If a pair of movies ever needed to be screened back-to-back at TIFF, then they would be Richard Ayoade’s The Double, and Denis Villeneuve’s Enemy. Alas, they are premiering on different days, but during this year’s TIFF, Torontonians won’t need to go to Tim Hortons to order a Double Double.
Dostoevsky’s book, more of a novella, really, is the tale of Yakov Petrovich Golyadkin. Golyadkin descends into madness upon coming into contact with his double, who proceeds to work with him at his government office. Or maybe Golyadkin imagines the whole thing. Or perhaps he has already suffered a break from reality. It is hard to say. This is one of Dostoevsky’s early works, and he had yet to develop his mature style that would develop with works such as Crime in Punishment, in which Rodion Rashkalnikov witnessed a horse being beaten and suffered…a descent into madness.
The Double was extremely difficult to read, perhaps because Dostoevsky had yet to develop his classic style, (Notes from Underground and Crime and Punishment are two of my favourite works in any genre), maybe because the book is so open to interpretation. But at no point did I say “Boy, this book is laugh out loud funny”.

.....

- DIRECTIONS
1 > In the rows, rewrite the stretch from the line containing "mark the region of every instance of the smokestack" through the line containing "93 53 L 93 49", replacing "smokestack" with "chimney" and changing nothing else.
2 > Take the piece on The Double and Enemy further, picking up after its final sentence.

Extracted records
.....

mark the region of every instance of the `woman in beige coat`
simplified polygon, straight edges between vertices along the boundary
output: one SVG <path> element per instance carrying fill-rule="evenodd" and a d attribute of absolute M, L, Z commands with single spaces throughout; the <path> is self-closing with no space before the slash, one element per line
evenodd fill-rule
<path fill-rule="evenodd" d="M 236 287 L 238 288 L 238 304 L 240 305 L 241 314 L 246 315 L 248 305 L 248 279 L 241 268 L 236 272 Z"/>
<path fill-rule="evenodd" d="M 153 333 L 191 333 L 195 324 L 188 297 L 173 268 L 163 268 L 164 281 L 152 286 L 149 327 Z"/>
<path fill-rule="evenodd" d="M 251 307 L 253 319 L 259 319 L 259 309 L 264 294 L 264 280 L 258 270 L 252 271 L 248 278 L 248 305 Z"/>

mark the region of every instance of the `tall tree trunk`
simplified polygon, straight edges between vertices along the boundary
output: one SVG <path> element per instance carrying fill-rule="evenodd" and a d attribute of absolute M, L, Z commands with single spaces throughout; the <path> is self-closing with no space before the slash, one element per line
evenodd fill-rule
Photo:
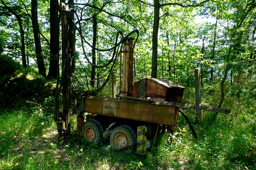
<path fill-rule="evenodd" d="M 14 15 L 18 19 L 19 23 L 19 27 L 20 27 L 20 37 L 21 37 L 21 56 L 22 58 L 22 65 L 24 68 L 26 68 L 28 67 L 26 60 L 26 53 L 25 51 L 25 38 L 24 37 L 24 30 L 22 26 L 22 19 L 18 16 Z"/>
<path fill-rule="evenodd" d="M 68 7 L 69 9 L 74 8 L 74 0 L 68 0 Z M 70 17 L 71 20 L 74 21 L 75 15 L 74 12 L 71 12 Z M 72 20 L 70 20 L 69 40 L 68 43 L 69 48 L 71 49 L 70 51 L 71 57 L 71 74 L 72 76 L 75 74 L 76 69 L 76 27 Z"/>
<path fill-rule="evenodd" d="M 25 50 L 25 37 L 24 37 L 24 29 L 23 29 L 23 26 L 22 26 L 22 20 L 19 14 L 15 13 L 12 9 L 8 6 L 2 0 L 1 0 L 1 2 L 4 6 L 5 8 L 7 9 L 9 12 L 15 16 L 15 17 L 16 17 L 18 20 L 19 27 L 20 27 L 20 37 L 21 37 L 20 42 L 21 43 L 21 50 L 22 65 L 24 68 L 26 68 L 28 67 L 28 66 L 27 65 L 26 51 Z"/>
<path fill-rule="evenodd" d="M 216 20 L 216 22 L 215 22 L 215 27 L 214 28 L 214 37 L 213 39 L 213 47 L 212 47 L 212 60 L 213 61 L 215 55 L 215 46 L 216 45 L 216 35 L 217 34 L 217 20 Z M 211 80 L 213 80 L 213 68 L 212 67 L 211 68 Z"/>
<path fill-rule="evenodd" d="M 166 41 L 167 41 L 167 45 L 169 46 L 170 45 L 170 43 L 169 42 L 169 34 L 168 32 L 166 32 Z M 170 76 L 170 73 L 171 72 L 171 58 L 170 56 L 170 50 L 168 50 L 168 74 L 169 76 Z"/>
<path fill-rule="evenodd" d="M 93 17 L 92 19 L 92 25 L 93 30 L 93 37 L 92 38 L 92 46 L 96 46 L 96 42 L 97 41 L 97 23 L 96 16 Z M 96 64 L 96 53 L 95 49 L 92 48 L 92 64 Z M 91 73 L 91 86 L 94 88 L 95 83 L 95 67 L 92 66 L 92 72 Z"/>
<path fill-rule="evenodd" d="M 154 0 L 154 16 L 152 38 L 152 68 L 151 77 L 156 78 L 157 74 L 157 49 L 159 27 L 160 3 L 159 0 Z"/>
<path fill-rule="evenodd" d="M 58 17 L 59 6 L 58 0 L 50 0 L 50 59 L 47 77 L 54 78 L 56 78 L 60 74 L 58 69 L 60 46 L 60 26 Z"/>
<path fill-rule="evenodd" d="M 254 38 L 254 35 L 255 34 L 255 31 L 256 31 L 256 26 L 254 27 L 254 29 L 253 29 L 252 31 L 252 43 L 253 43 L 254 42 L 254 40 L 255 38 Z M 250 59 L 252 60 L 252 56 L 253 56 L 253 53 L 255 53 L 255 50 L 254 50 L 253 51 L 251 52 L 251 54 L 250 55 Z"/>
<path fill-rule="evenodd" d="M 34 33 L 34 38 L 36 55 L 36 62 L 39 74 L 46 76 L 46 71 L 44 66 L 41 46 L 39 26 L 37 18 L 37 0 L 31 0 L 31 20 Z"/>

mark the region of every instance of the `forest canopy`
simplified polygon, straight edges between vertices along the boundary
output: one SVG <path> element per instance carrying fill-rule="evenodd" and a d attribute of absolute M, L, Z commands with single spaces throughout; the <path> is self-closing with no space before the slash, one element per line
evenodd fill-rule
<path fill-rule="evenodd" d="M 62 31 L 62 2 L 70 12 L 67 33 L 71 81 L 76 87 L 112 97 L 107 76 L 113 72 L 117 80 L 121 78 L 120 61 L 114 50 L 105 50 L 130 32 L 136 39 L 138 33 L 133 83 L 146 77 L 165 78 L 185 87 L 182 102 L 194 104 L 194 71 L 200 68 L 202 105 L 230 109 L 228 115 L 203 111 L 200 123 L 195 123 L 194 110 L 185 109 L 200 145 L 191 139 L 184 118 L 179 117 L 175 134 L 164 137 L 159 149 L 152 147 L 153 156 L 147 152 L 143 161 L 149 160 L 144 164 L 148 169 L 152 162 L 154 168 L 160 164 L 163 169 L 178 169 L 180 161 L 194 169 L 256 168 L 256 0 L 0 0 L 0 119 L 9 122 L 12 113 L 2 117 L 4 111 L 26 108 L 26 113 L 15 114 L 26 118 L 21 127 L 30 126 L 34 131 L 21 127 L 16 132 L 16 125 L 6 133 L 12 128 L 0 125 L 0 154 L 6 160 L 16 136 L 34 135 L 48 125 L 53 129 L 54 123 L 49 122 L 54 122 L 54 90 L 64 74 L 62 55 L 67 45 L 62 41 L 67 33 Z M 116 63 L 111 60 L 114 56 Z M 32 123 L 27 123 L 28 120 Z M 95 145 L 91 147 L 93 149 L 87 149 L 94 153 L 90 156 L 95 153 Z M 85 148 L 78 146 L 78 155 Z M 126 161 L 128 169 L 143 164 L 138 159 Z"/>

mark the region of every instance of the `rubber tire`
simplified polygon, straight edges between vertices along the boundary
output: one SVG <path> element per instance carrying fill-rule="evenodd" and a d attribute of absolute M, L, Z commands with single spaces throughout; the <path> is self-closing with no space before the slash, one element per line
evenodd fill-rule
<path fill-rule="evenodd" d="M 115 136 L 116 135 L 118 135 L 118 133 L 120 133 L 123 134 L 127 139 L 127 142 L 128 142 L 128 143 L 126 147 L 132 145 L 137 143 L 137 137 L 132 128 L 126 125 L 119 126 L 114 129 L 110 133 L 110 145 L 111 146 L 111 148 L 113 150 L 117 150 L 122 149 L 120 147 L 119 148 L 116 148 L 115 145 L 118 145 L 118 144 L 116 144 L 115 145 L 114 142 Z M 127 150 L 127 151 L 128 152 L 131 152 L 134 150 L 133 148 L 130 148 Z"/>
<path fill-rule="evenodd" d="M 97 144 L 100 143 L 102 139 L 103 129 L 100 123 L 96 120 L 89 120 L 86 121 L 84 123 L 83 127 L 82 127 L 82 136 L 86 139 L 86 137 L 84 137 L 84 130 L 87 127 L 89 127 L 90 128 L 90 126 L 94 131 L 95 134 L 94 140 L 92 141 L 94 142 L 94 143 L 97 143 Z M 88 140 L 88 141 L 89 140 Z"/>

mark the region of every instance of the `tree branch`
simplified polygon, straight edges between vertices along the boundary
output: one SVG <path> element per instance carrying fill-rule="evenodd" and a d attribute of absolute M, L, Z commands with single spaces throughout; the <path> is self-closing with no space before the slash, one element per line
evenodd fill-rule
<path fill-rule="evenodd" d="M 209 1 L 210 0 L 205 0 L 204 1 L 202 1 L 200 2 L 199 4 L 197 4 L 196 5 L 184 5 L 182 3 L 179 3 L 178 2 L 175 3 L 167 3 L 166 4 L 160 4 L 160 7 L 162 7 L 164 6 L 167 6 L 168 5 L 178 5 L 178 6 L 181 6 L 182 8 L 187 8 L 187 7 L 196 7 L 198 6 L 200 6 L 202 5 L 202 4 Z"/>

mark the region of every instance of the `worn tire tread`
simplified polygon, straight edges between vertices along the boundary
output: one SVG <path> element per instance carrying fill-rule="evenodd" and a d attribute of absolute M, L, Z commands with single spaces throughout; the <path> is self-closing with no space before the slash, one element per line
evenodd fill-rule
<path fill-rule="evenodd" d="M 102 128 L 102 126 L 98 121 L 94 119 L 91 119 L 86 121 L 84 125 L 83 125 L 83 127 L 82 128 L 82 135 L 83 136 L 84 135 L 84 129 L 85 127 L 87 126 L 87 125 L 88 125 L 92 126 L 91 125 L 94 125 L 95 126 L 95 129 L 94 129 L 94 127 L 92 127 L 95 132 L 95 133 L 98 133 L 98 135 L 97 139 L 95 139 L 94 140 L 94 143 L 97 143 L 98 144 L 100 143 L 101 143 L 101 141 L 102 139 L 103 135 L 103 128 Z M 90 125 L 92 124 L 92 125 Z M 96 135 L 95 135 L 96 136 Z"/>

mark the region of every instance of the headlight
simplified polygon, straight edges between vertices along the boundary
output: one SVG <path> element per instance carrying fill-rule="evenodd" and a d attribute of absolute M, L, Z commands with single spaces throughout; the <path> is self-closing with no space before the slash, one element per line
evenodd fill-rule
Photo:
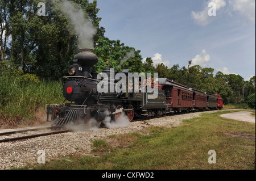
<path fill-rule="evenodd" d="M 68 74 L 71 75 L 73 75 L 76 73 L 76 69 L 74 68 L 70 68 L 68 69 Z"/>

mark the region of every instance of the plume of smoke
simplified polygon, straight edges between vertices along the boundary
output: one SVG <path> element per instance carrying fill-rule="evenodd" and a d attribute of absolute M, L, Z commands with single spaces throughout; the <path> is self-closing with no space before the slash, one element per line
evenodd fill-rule
<path fill-rule="evenodd" d="M 130 58 L 133 58 L 135 56 L 135 53 L 134 50 L 131 50 L 130 52 L 127 52 L 125 56 L 125 58 L 122 60 L 119 64 L 119 66 L 122 66 L 126 61 L 127 61 Z"/>
<path fill-rule="evenodd" d="M 101 124 L 101 121 L 97 121 L 94 119 L 91 118 L 86 124 L 84 124 L 82 121 L 81 124 L 78 124 L 71 122 L 68 124 L 65 128 L 73 131 L 96 131 L 100 128 Z"/>
<path fill-rule="evenodd" d="M 106 116 L 103 120 L 103 123 L 107 128 L 125 127 L 130 125 L 130 121 L 123 112 L 122 112 L 120 116 L 115 121 L 111 120 L 110 112 L 109 111 L 106 111 L 105 114 Z"/>
<path fill-rule="evenodd" d="M 71 20 L 78 36 L 79 48 L 93 48 L 93 38 L 97 30 L 92 22 L 86 18 L 83 11 L 66 0 L 63 2 L 62 9 Z"/>

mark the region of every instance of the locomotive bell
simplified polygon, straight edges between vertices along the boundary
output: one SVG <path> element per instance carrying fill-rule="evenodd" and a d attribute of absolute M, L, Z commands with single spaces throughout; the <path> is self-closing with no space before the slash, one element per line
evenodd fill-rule
<path fill-rule="evenodd" d="M 90 69 L 98 62 L 98 57 L 93 53 L 93 50 L 90 48 L 81 48 L 74 60 L 77 60 L 79 65 L 82 66 L 82 76 L 91 77 Z"/>

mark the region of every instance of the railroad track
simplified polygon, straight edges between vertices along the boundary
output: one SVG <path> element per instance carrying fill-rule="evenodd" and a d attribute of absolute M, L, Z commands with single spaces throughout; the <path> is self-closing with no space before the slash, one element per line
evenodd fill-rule
<path fill-rule="evenodd" d="M 25 133 L 25 132 L 30 132 L 30 131 L 33 132 L 33 131 L 40 131 L 40 130 L 46 130 L 46 129 L 56 130 L 56 129 L 57 129 L 57 128 L 49 127 L 47 127 L 47 128 L 39 128 L 39 129 L 35 128 L 35 129 L 24 129 L 24 130 L 20 130 L 20 131 L 16 131 L 0 133 L 0 143 L 13 142 L 13 141 L 20 141 L 20 140 L 25 140 L 31 139 L 31 138 L 36 138 L 38 137 L 60 134 L 60 133 L 71 132 L 71 131 L 68 130 L 68 129 L 63 129 L 63 130 L 60 130 L 60 130 L 53 131 L 51 131 L 51 132 L 40 133 L 38 133 L 38 134 L 32 134 L 23 136 L 15 136 L 15 137 L 6 137 L 5 138 L 1 139 L 1 137 L 10 136 L 11 134 L 16 134 L 16 133 Z"/>

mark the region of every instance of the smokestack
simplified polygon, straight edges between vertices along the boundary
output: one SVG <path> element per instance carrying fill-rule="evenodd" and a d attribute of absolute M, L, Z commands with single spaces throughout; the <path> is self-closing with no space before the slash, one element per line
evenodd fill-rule
<path fill-rule="evenodd" d="M 93 53 L 93 49 L 81 48 L 74 60 L 78 60 L 78 64 L 82 66 L 82 76 L 90 78 L 90 69 L 98 61 L 98 57 Z"/>

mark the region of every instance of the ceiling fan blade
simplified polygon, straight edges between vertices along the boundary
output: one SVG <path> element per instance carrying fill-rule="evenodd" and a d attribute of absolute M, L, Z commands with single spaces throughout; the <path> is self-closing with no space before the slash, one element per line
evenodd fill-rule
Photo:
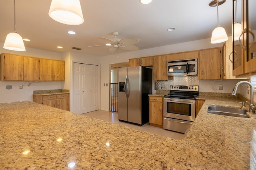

.....

- EXERCISE RESULTS
1 >
mark the region of every instance of the chimney
simplified polygon, straight edges between vertices along the boundary
output: one SVG <path> element per instance carrying fill-rule="evenodd" and a d attribute of absolute M, L, Z commands with single spaces throughout; the <path> is self-closing with no space before the slash, one element per line
evenodd fill-rule
<path fill-rule="evenodd" d="M 93 53 L 93 49 L 81 48 L 74 60 L 78 60 L 78 64 L 82 66 L 82 76 L 90 78 L 90 69 L 98 61 L 98 57 Z"/>

2 >
So, naturally, The film (loosely) based on the book coming to TIFF is a comedy. Also known as the movie in which Jesse Eisenberg and Mia Wasikowska met and fell in love, The Double is a radical interpretation of the story, especially considering that Golaydkin is now known as “Simon”, and there is the introduction of a female lead, which did not appear in the novella. Based on a Russian novella, and starring an American and an Aussie, and directed by a Nigerian-Norwegian Englishman, It will be fascinating to see how loosely Ayoade and fellow screenwriter Avi Levine interpret and translate The Double.
To add a little bit of double double to this story, it was announced today that Norte, the End of History, a 250 minute (!) reinterpretation (?) of Dostoevsky’s Crime and Punishment will also be coming to TIFF. Naturally, it is directed by a Filipino, noted filmmaker Lav Diaz.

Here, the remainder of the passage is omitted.